-- DATA SECTION --
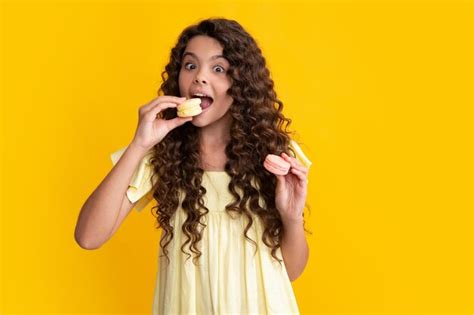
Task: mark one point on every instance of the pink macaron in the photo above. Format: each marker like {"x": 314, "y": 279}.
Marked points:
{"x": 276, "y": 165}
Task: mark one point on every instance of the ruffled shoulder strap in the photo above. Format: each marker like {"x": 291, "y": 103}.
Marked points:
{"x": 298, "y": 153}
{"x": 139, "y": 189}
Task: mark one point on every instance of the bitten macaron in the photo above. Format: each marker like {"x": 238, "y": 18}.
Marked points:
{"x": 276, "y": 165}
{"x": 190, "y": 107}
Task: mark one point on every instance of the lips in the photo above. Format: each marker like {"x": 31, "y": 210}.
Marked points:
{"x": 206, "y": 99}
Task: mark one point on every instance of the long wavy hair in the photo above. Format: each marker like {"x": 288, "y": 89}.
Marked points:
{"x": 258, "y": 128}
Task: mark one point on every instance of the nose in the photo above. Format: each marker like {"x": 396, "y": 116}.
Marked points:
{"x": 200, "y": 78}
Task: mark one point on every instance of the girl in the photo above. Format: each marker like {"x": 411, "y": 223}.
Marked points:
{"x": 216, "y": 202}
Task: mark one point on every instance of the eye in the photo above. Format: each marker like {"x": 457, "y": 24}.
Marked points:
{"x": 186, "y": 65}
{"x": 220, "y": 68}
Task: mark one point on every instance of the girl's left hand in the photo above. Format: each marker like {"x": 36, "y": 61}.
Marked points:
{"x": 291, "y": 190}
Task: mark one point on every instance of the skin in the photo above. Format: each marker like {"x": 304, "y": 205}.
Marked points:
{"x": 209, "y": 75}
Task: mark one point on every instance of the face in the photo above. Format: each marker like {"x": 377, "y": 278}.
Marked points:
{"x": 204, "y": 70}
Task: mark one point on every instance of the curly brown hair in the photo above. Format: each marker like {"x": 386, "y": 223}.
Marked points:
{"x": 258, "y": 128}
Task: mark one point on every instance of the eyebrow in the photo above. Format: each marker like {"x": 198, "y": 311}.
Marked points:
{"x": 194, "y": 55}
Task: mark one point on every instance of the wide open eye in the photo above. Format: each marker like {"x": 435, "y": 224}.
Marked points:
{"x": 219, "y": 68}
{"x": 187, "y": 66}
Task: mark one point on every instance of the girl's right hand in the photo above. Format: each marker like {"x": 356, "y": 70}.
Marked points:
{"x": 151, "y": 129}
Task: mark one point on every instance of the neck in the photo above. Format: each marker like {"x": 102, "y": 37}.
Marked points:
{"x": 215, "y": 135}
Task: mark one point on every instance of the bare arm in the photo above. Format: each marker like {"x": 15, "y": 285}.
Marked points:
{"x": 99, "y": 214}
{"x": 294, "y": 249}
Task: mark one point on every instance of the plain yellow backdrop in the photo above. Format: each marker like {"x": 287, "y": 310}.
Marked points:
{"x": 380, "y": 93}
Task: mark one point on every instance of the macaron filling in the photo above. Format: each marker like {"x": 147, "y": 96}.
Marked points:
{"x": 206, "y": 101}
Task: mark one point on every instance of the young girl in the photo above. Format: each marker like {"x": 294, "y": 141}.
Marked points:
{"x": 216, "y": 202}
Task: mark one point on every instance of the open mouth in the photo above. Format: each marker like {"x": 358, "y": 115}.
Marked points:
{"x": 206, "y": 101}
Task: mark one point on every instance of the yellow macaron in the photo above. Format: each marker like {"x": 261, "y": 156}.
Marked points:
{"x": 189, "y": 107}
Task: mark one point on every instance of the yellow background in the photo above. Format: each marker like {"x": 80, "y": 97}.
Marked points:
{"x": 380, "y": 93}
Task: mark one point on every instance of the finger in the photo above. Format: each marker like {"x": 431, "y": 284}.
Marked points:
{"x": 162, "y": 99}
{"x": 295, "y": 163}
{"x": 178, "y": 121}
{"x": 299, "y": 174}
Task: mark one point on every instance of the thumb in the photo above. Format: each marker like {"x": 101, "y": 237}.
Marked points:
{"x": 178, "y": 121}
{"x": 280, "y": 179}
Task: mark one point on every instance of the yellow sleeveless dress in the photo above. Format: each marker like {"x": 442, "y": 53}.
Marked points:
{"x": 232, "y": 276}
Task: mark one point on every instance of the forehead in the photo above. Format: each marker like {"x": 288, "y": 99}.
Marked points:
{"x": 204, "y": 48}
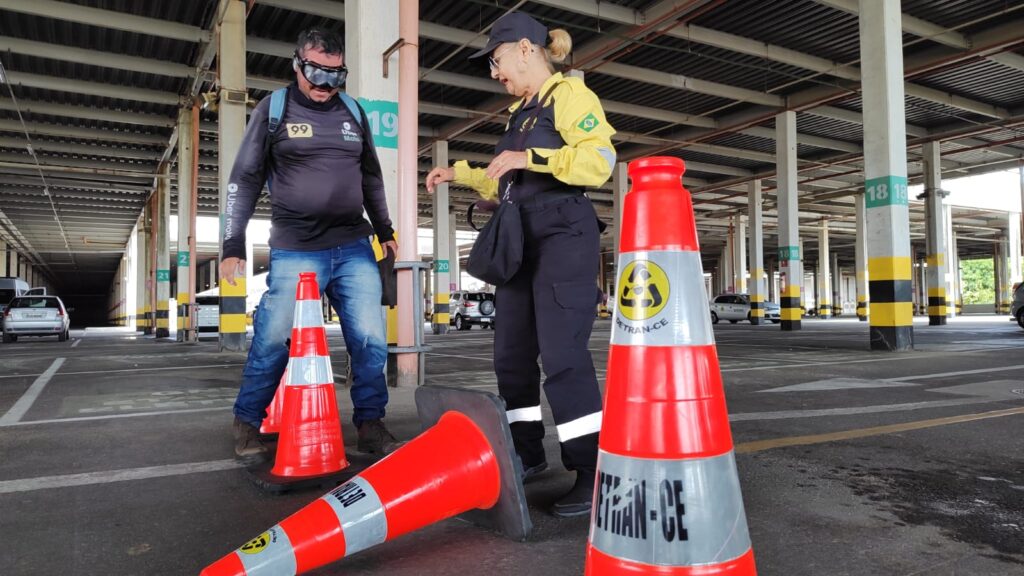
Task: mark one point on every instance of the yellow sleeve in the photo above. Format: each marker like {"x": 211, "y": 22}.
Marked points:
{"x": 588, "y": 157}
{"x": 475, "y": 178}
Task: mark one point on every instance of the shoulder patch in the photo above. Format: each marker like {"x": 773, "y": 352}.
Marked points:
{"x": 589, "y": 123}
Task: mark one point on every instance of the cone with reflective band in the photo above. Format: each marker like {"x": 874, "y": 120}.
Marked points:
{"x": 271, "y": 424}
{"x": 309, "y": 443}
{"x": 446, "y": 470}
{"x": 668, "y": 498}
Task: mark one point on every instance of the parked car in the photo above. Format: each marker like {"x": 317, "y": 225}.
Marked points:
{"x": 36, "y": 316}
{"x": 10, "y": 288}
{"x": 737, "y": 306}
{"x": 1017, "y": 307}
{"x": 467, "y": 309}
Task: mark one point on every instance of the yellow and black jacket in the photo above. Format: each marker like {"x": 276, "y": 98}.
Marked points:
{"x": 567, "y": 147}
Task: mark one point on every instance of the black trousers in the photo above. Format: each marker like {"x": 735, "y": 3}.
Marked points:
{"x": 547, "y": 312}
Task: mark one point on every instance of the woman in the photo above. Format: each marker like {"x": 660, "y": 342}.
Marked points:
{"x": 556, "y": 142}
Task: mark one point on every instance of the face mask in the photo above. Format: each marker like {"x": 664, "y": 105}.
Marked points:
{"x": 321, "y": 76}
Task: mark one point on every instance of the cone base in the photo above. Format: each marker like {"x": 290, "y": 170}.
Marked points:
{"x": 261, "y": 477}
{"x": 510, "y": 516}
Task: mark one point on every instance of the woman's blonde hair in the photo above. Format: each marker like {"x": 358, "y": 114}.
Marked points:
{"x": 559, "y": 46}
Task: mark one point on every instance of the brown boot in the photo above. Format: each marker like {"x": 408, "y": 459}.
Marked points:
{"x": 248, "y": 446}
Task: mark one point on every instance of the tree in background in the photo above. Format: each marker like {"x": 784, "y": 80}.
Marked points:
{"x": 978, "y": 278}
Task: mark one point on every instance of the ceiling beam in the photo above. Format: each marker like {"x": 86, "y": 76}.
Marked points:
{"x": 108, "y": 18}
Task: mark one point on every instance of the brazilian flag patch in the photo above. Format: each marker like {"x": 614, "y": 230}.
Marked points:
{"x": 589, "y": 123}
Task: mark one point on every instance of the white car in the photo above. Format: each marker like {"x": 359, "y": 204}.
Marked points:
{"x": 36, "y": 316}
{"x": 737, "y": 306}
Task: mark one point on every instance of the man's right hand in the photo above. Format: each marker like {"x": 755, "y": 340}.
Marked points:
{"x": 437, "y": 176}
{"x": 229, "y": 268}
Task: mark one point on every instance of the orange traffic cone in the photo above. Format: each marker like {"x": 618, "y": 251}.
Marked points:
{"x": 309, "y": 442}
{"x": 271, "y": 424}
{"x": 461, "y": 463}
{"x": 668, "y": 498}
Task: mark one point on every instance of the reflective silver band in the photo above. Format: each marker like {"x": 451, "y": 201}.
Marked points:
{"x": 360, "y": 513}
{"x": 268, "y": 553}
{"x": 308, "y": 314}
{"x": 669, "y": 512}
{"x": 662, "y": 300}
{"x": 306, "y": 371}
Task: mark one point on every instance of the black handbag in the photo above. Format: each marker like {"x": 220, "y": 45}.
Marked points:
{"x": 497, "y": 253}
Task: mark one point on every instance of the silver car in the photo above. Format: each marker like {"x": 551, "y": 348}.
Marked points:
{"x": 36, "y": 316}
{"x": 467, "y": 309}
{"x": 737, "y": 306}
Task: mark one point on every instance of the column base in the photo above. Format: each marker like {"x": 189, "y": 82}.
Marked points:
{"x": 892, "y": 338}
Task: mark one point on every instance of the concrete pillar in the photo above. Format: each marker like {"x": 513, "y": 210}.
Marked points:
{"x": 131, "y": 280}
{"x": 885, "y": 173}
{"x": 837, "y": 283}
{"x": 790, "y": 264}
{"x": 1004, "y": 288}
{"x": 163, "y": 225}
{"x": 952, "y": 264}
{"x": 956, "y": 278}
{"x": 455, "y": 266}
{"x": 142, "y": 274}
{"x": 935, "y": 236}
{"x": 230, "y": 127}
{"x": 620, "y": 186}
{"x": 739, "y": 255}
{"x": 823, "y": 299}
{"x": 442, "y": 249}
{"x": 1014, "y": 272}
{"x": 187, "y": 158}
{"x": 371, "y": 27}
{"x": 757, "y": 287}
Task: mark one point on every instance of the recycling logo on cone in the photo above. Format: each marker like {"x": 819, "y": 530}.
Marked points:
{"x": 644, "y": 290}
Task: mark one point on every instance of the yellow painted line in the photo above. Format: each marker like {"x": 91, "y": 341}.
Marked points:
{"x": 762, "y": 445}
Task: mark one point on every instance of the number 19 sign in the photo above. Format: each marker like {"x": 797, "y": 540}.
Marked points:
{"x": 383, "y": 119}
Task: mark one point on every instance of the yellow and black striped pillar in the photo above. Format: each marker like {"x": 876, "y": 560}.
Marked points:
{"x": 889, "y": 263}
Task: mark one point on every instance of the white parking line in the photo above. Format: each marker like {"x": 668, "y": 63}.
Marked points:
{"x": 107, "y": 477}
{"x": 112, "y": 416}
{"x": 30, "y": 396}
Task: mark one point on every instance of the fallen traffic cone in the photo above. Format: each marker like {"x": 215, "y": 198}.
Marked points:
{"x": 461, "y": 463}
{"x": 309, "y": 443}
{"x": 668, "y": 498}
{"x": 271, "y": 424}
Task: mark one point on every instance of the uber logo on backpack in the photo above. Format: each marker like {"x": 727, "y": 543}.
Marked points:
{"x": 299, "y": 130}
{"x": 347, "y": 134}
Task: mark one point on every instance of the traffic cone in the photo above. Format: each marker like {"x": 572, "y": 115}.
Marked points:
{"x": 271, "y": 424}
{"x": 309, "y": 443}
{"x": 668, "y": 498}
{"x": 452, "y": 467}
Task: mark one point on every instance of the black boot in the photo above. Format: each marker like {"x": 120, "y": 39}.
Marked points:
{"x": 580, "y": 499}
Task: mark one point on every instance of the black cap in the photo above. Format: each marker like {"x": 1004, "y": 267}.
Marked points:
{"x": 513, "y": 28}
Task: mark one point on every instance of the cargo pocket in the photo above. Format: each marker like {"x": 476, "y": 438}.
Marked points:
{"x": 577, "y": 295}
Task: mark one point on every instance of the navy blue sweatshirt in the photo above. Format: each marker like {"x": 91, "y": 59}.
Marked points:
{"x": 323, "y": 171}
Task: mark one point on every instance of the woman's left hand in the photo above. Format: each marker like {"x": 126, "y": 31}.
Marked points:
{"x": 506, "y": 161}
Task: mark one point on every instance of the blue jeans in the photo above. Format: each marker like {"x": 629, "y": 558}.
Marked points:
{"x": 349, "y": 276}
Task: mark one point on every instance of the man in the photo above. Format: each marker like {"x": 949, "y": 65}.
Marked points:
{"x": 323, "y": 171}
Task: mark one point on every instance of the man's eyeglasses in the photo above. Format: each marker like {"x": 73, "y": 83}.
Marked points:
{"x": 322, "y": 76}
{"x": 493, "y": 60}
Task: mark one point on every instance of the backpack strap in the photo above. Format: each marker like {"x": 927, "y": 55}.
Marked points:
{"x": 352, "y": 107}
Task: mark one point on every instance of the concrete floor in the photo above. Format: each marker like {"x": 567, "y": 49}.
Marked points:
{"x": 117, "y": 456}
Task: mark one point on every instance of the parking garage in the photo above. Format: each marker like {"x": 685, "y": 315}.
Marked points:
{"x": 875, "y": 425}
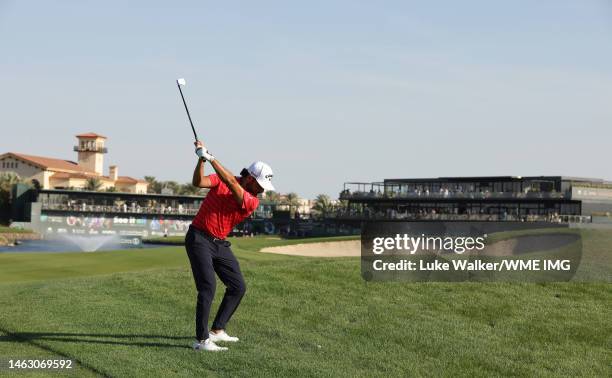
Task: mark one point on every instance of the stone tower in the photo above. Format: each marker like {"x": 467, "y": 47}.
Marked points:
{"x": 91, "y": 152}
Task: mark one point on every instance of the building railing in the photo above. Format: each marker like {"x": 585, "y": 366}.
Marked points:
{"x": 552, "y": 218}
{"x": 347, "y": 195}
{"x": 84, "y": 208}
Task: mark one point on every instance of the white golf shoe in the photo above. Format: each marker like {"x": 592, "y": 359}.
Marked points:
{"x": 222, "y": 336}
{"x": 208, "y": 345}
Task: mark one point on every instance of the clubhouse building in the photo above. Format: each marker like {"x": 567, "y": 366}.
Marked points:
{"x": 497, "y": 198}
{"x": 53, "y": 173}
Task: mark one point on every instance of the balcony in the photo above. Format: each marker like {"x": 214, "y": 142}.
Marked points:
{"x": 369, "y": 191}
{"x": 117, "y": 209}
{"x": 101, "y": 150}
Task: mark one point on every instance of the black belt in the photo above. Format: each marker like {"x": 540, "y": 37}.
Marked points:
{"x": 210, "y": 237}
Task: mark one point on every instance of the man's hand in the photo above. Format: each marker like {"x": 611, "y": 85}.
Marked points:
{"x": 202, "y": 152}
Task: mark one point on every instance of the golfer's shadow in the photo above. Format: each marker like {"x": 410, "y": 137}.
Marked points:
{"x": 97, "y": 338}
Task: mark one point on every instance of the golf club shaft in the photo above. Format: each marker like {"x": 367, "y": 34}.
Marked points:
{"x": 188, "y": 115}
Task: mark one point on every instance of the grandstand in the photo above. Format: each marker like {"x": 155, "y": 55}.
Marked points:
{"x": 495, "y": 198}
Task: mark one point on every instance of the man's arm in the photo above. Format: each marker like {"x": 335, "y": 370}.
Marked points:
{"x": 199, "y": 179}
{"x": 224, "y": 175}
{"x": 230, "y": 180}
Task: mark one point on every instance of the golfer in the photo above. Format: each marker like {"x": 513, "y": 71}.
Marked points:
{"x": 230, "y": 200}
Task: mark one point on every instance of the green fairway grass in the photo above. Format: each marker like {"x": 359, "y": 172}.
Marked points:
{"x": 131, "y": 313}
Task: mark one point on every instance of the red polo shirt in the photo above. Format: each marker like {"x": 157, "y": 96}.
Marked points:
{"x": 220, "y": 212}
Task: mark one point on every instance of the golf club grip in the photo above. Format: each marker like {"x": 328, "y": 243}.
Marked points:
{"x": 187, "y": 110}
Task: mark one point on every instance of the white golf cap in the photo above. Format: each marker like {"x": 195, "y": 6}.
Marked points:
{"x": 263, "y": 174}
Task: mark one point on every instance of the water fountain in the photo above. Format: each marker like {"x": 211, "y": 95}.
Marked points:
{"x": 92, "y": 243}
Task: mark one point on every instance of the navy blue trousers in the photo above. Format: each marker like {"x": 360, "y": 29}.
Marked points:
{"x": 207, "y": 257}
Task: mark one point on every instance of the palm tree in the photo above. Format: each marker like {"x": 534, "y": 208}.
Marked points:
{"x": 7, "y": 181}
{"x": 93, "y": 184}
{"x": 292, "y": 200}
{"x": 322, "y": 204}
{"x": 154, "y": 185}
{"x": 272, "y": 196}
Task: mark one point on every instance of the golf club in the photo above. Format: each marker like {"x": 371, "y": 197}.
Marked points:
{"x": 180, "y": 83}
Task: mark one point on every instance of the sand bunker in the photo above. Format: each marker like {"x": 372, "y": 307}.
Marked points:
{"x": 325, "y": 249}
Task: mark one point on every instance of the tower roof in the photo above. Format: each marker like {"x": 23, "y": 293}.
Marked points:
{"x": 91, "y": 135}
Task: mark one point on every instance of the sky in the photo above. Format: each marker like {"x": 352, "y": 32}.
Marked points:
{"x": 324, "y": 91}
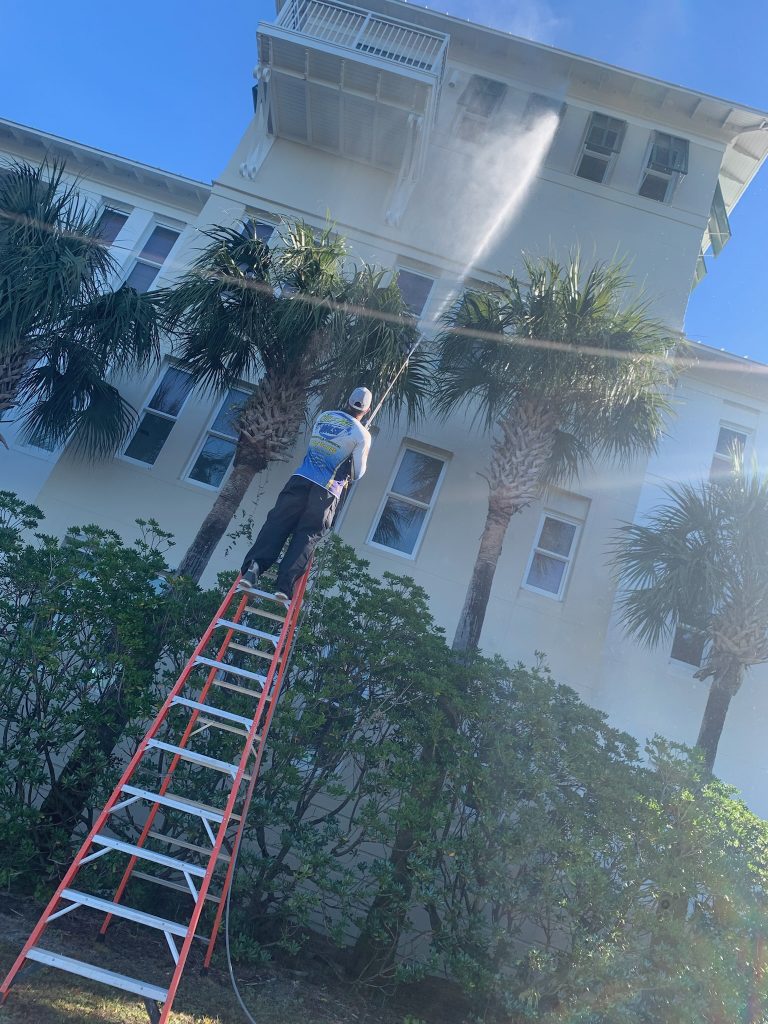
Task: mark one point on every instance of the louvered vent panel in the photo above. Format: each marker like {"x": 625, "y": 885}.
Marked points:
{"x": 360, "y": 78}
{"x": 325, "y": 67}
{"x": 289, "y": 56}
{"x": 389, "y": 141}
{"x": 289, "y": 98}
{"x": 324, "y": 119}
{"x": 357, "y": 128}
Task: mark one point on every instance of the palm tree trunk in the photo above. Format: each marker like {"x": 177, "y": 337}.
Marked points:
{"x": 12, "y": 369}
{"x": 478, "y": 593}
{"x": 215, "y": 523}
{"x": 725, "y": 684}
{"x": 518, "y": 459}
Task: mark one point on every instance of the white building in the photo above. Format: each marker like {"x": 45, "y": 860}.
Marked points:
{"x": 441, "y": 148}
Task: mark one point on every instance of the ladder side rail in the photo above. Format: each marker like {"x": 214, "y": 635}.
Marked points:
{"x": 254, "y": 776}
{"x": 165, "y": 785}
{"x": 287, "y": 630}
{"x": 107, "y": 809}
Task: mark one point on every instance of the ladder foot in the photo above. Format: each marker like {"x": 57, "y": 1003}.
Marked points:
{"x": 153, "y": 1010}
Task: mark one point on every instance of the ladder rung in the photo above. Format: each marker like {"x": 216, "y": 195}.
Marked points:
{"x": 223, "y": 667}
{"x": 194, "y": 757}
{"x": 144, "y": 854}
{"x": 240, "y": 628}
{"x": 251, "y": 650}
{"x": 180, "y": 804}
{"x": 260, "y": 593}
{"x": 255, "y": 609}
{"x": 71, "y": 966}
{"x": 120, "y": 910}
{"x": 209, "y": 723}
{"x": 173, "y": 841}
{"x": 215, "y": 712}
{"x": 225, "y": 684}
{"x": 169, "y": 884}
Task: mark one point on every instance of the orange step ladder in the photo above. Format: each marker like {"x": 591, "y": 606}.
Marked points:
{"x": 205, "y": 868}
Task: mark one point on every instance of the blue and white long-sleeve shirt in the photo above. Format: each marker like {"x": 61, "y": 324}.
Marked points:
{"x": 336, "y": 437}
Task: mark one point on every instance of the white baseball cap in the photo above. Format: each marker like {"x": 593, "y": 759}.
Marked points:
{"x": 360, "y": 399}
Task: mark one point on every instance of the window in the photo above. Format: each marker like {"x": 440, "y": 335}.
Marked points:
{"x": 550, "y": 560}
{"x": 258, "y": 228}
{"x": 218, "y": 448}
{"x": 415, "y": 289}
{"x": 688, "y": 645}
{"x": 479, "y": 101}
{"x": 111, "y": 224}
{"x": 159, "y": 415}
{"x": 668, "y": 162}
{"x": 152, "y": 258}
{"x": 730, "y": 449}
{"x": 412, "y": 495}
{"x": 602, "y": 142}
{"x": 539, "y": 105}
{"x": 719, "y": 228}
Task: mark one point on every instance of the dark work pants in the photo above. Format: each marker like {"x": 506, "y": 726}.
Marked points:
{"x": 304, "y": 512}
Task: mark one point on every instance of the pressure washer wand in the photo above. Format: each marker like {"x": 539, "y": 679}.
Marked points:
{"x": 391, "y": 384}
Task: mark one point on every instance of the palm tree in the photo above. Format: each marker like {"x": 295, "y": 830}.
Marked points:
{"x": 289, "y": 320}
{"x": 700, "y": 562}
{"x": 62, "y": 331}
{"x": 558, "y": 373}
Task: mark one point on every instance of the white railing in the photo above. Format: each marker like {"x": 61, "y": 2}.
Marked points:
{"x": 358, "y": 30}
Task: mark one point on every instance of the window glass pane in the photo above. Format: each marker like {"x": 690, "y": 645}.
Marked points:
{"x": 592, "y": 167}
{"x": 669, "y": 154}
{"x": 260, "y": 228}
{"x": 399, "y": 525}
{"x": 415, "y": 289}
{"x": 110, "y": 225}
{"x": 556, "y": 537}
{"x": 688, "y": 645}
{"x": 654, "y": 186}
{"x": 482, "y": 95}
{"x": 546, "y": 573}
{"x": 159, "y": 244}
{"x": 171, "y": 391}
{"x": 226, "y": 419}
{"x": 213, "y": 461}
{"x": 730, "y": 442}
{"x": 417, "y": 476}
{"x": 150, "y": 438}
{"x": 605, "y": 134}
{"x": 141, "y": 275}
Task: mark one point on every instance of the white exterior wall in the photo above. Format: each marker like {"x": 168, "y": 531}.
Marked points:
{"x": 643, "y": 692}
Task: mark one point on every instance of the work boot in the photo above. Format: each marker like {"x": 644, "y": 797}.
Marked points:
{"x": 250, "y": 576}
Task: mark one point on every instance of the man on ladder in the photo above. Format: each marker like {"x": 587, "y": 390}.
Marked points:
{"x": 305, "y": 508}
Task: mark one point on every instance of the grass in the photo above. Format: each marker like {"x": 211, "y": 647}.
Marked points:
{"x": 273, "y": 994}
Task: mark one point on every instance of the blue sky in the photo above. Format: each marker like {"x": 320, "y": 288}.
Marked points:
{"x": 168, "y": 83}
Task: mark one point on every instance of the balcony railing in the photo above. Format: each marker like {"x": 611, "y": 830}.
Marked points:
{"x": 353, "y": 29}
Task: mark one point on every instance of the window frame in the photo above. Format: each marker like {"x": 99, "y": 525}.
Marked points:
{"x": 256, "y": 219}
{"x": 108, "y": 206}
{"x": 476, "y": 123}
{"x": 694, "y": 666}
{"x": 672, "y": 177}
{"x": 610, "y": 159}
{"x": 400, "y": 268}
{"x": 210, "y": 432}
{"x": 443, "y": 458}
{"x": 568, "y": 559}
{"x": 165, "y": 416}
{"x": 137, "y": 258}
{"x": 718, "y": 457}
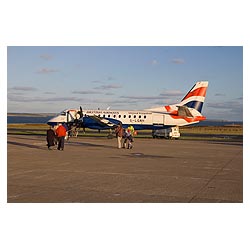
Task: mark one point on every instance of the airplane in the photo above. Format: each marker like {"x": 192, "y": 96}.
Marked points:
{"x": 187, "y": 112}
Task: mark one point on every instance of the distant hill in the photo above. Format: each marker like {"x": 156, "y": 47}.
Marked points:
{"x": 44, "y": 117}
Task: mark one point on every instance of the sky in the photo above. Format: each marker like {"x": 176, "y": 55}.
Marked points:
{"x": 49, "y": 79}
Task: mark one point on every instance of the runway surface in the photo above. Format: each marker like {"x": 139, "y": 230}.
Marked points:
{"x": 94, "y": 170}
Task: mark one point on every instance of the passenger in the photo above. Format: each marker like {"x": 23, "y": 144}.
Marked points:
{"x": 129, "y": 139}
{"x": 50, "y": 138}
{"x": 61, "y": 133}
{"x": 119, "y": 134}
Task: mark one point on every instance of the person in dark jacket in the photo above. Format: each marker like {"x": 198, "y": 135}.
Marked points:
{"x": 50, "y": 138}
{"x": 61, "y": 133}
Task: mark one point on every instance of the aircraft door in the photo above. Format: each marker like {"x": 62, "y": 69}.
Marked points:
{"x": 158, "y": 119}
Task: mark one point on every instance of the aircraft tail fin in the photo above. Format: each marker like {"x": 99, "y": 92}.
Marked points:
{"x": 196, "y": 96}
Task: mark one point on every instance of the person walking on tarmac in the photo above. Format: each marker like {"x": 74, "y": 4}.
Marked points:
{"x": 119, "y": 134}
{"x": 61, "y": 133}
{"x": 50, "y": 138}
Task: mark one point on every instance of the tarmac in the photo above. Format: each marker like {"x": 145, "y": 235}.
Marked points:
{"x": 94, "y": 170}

-- TASK OBJECTIVE --
Return every line of the listing above that contains "logo".

-- TASK SOLUTION --
Task: mark one point on every instance of the recycling logo on cone in the photo above. Format: each marker like {"x": 819, "y": 530}.
Task: mark one point on every instance of the uber logo on backpack in the photo above. Format: each marker like {"x": 727, "y": 543}.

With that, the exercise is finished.